What you need to do
A. Answer the following questions using the tower top amplifier passage.
(i) In what year did the leading OEM request changes to the TTA specifications?
(ii) Where is the single adjustable attenuator located under the new specification?
(iii) What system gain can be set for a site in a remote rural area?
B. Reproduce from the tower top amplifier passage the stretch from "Having a single" through "different base stations.".

━━━━━ Source passage

Solution: Delivering a new TTA specification
The potential problems caused by this uncertainty were one of the reasons why the leading OEM requested changes to the TTA specifications in 2018. The two significant changes made to the specification were:
1. To remove the second attenuator completely (see fig 2), and instead have a single adjustable attenuator located before the amplifier in the control/distribution unit. That gave installers a single way to adjust gain for the whole system.
2. To improve the low noise amplifier in the tower top by making it more linear, with better noise figure than previously required.
The new specification for Tower Top Amplifiers proved particularly challenging to achieve, and several RF suppliers attempted the task before a successful product was developed. Previously, TTAs had incorporated stand-alone filters, amplifiers and other connectorized components, which were cabled together in a waterproof housing. In the new product, all components are fully integrated into a single cast housing. As well as meeting all the performance standards stipulated by the OEM, this new product provides a lighter-weight solution in a smaller footprint, enabling better utilisation of space at the communication tower.
Benefits: Improved performance, control and reliability
There are significant benefits of the new TTA specification for installers, end users and – ultimately – the general public. Fundamentally, each base station can now be set up very simply via a single control to optimise gain levels for the site, according to its location and the density of base stations in the region.
Having a single attenuator means there is only one point of adjustment to set the overall gain for the site. That immediately removes any ambiguity about how gain levels should be achieved. It makes setting gain levels far simpler and more consistent across the entire network. It means that if you’re in a remote rural area, you can simply set the attenuator to achieve a high system gain of 15dB, while in an urban area you set a low gain of 5dB. That eliminates idiosyncrasies in the way different installers set up gain levels at different base stations.

━━━━━━━━━━
━━━━━ Material supplied

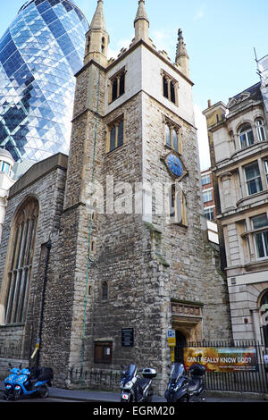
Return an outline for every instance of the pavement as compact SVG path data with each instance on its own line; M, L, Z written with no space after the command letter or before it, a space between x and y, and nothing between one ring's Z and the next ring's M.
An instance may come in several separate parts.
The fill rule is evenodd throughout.
M3 391L4 391L4 384L0 381L0 399L2 399ZM2 392L1 392L2 391ZM49 396L53 399L60 400L71 400L77 402L120 402L120 390L118 392L107 392L103 391L89 391L89 390L66 390L62 388L49 388ZM0 399L1 401L1 399ZM165 399L162 396L154 396L153 403L166 402ZM232 393L219 391L208 391L206 402L211 403L230 403L230 402L268 402L268 395L248 394L248 393Z

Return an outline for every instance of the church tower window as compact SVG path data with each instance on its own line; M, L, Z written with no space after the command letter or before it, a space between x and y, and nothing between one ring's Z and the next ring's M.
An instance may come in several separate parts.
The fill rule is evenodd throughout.
M106 152L112 152L124 143L124 121L120 117L108 125Z
M171 121L165 122L165 145L181 155L180 126Z
M125 69L121 70L110 79L110 103L125 93Z
M20 209L14 221L8 267L5 323L25 321L38 218L38 203L31 198Z
M186 197L184 192L176 184L169 191L169 219L171 223L187 225Z
M163 71L162 71L162 77L163 97L178 105L178 81Z

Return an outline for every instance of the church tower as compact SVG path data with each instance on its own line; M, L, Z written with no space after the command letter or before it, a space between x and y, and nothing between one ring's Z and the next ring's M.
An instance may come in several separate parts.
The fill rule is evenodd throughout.
M181 32L173 63L150 40L139 0L132 43L108 61L103 3L76 75L55 279L63 290L51 309L65 335L54 364L148 365L163 390L168 330L178 344L228 338L226 285L200 220L193 83Z

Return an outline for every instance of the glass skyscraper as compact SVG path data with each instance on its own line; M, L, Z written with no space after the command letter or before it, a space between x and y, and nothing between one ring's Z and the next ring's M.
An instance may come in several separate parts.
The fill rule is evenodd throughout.
M88 23L69 0L31 0L0 39L0 147L17 176L68 154L75 90Z

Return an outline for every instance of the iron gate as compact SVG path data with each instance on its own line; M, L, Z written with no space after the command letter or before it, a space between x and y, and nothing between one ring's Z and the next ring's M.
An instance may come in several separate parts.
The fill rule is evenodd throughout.
M233 351L239 349L254 350L256 364L255 370L235 370L230 372L206 371L205 380L207 389L210 391L230 391L238 392L268 393L268 364L264 363L264 354L268 349L255 341L202 341L190 342L186 346L175 348L175 361L184 363L185 350L190 348L200 349L228 349ZM223 351L223 350L222 350ZM200 360L197 362L202 363ZM204 364L204 363L202 363Z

━━━━━━━━━━

Task responses
A.
(i) 2018.
(ii) Before the amplifier in the control/distribution unit.
(iii) 15dB.

B.
Having a single attenuator means there is only one point of adjustment to set the overall gain for the site. That immediately removes any ambiguity about how gain levels should be achieved. It makes setting gain levels far simpler and more consistent across the entire network. It means that if you’re in a remote rural area, you can simply set the attenuator to achieve a high system gain of 15dB, while in an urban area you set a low gain of 5dB. That eliminates idiosyncrasies in the way different installers set up gain levels at different base stations.